[Stored data entries]
--------------------------------
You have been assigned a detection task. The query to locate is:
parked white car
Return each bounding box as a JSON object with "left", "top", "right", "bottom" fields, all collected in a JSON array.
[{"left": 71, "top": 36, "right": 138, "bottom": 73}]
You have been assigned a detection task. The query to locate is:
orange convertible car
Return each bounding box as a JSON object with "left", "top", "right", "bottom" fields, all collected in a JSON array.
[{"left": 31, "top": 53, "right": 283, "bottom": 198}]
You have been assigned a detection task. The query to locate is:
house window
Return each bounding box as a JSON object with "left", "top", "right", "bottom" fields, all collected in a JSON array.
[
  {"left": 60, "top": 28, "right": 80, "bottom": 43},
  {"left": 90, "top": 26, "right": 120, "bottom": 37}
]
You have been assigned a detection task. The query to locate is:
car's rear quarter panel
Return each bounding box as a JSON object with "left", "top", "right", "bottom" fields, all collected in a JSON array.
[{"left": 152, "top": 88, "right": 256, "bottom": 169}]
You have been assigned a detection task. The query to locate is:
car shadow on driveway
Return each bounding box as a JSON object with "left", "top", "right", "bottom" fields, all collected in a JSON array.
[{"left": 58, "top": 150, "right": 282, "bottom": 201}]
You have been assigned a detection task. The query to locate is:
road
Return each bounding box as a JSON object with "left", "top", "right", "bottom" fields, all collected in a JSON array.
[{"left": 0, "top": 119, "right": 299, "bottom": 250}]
--------------------------------
Your answer must be the records above, repeated exactly.

§ Your solution
You have been assigned a detection task. The query to locate is:
parked white car
Return each bounding box as a JSON object with "left", "top", "right", "bottom" fields, all collected in a JSON array.
[{"left": 71, "top": 36, "right": 138, "bottom": 73}]
You have been assigned a detection task. The query to locate is:
orange convertible car
Return each bounding box as a JSON object with "left", "top", "right", "bottom" fields, all collected in a JSON array.
[{"left": 31, "top": 53, "right": 283, "bottom": 198}]
You have been assigned a detection task. The query to locate is:
house window
Return each bounding box as a JSON object with "left", "top", "right", "bottom" fields, all collected in a JSON array.
[
  {"left": 60, "top": 28, "right": 80, "bottom": 43},
  {"left": 90, "top": 26, "right": 120, "bottom": 37}
]
You have been assigned a detection task. The query to locate is:
car's rear quarter panel
Return each bounding box as a JSON object with "left", "top", "right", "bottom" fields, all collected in a JSON array.
[{"left": 152, "top": 88, "right": 256, "bottom": 169}]
You have been assigned a detection task. The query to locate is:
car shadow on driveway
Return each bounding box as a JSON object with "left", "top", "right", "bottom" fields, all collected in a JSON array.
[{"left": 58, "top": 150, "right": 282, "bottom": 201}]
You have been assigned a detection task. The query to locate is:
road
Return each bounding box as a JSON object with "left", "top", "right", "bottom" fields, all collected in a JSON array.
[{"left": 0, "top": 119, "right": 299, "bottom": 250}]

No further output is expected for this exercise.